§ PROBLEM DETAILS
Copy out the records below exactly as they stand, leaving out the pictures.

§ STORED DATA
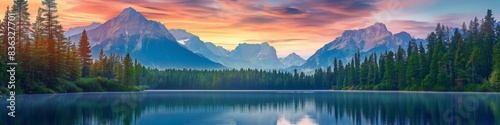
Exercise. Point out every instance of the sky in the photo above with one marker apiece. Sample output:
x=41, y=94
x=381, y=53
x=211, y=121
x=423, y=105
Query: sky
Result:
x=301, y=26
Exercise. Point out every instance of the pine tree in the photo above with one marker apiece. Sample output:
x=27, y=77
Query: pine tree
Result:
x=460, y=61
x=400, y=68
x=74, y=63
x=4, y=28
x=129, y=73
x=84, y=52
x=495, y=75
x=23, y=28
x=390, y=72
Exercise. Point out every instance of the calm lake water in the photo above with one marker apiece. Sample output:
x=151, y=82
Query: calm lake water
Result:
x=254, y=108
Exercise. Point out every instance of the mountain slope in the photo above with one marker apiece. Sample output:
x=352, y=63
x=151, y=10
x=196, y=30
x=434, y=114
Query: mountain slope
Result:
x=375, y=38
x=148, y=41
x=260, y=56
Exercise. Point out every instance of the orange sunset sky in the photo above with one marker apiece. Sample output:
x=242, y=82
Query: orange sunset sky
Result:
x=300, y=26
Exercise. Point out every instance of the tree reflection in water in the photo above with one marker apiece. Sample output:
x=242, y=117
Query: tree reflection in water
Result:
x=262, y=107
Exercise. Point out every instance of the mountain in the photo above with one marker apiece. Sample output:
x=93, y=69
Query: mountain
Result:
x=375, y=38
x=77, y=30
x=260, y=56
x=292, y=60
x=147, y=40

§ OUTPUT FOR THIS TASK
Exercise. Point out every instance of the sky in the photo above with one marker apiece. Sample output:
x=41, y=94
x=381, y=53
x=211, y=121
x=423, y=105
Query: sky
Result:
x=301, y=26
Exercise. Point out every instance of the pine tree in the photo above with one marker apiece. Sample output:
x=27, y=77
Query: pine tree
Result:
x=460, y=61
x=400, y=68
x=74, y=63
x=4, y=28
x=129, y=73
x=84, y=52
x=495, y=75
x=23, y=28
x=390, y=72
Exercise. Point out every instance of the calm lake water in the photo above with one marker apiece. Sample output:
x=151, y=82
Query: calm lake water
Result:
x=254, y=108
Exercise. Point out every instance of the mountain slope in the photo above with one marker apiece. Sample output:
x=352, y=63
x=151, y=10
x=196, y=30
x=434, y=114
Query: mountain slope
Result:
x=375, y=38
x=148, y=41
x=260, y=56
Exercise. Point out every instance of the orange sunset sky in the photo above with one marker apiece. Sample output:
x=242, y=82
Query: orange sunset sky
Result:
x=300, y=26
Exercise. Point out every instance of the tree reflection in water in the photo above with one marker apiece. Sample output:
x=242, y=117
Query: tree reflection in water
Result:
x=262, y=107
Exercise. Point out every instance of the mountain in the photo above with one marker apiece. Sample output:
x=93, y=69
Query: mountain
Result:
x=375, y=38
x=77, y=30
x=260, y=56
x=292, y=60
x=147, y=40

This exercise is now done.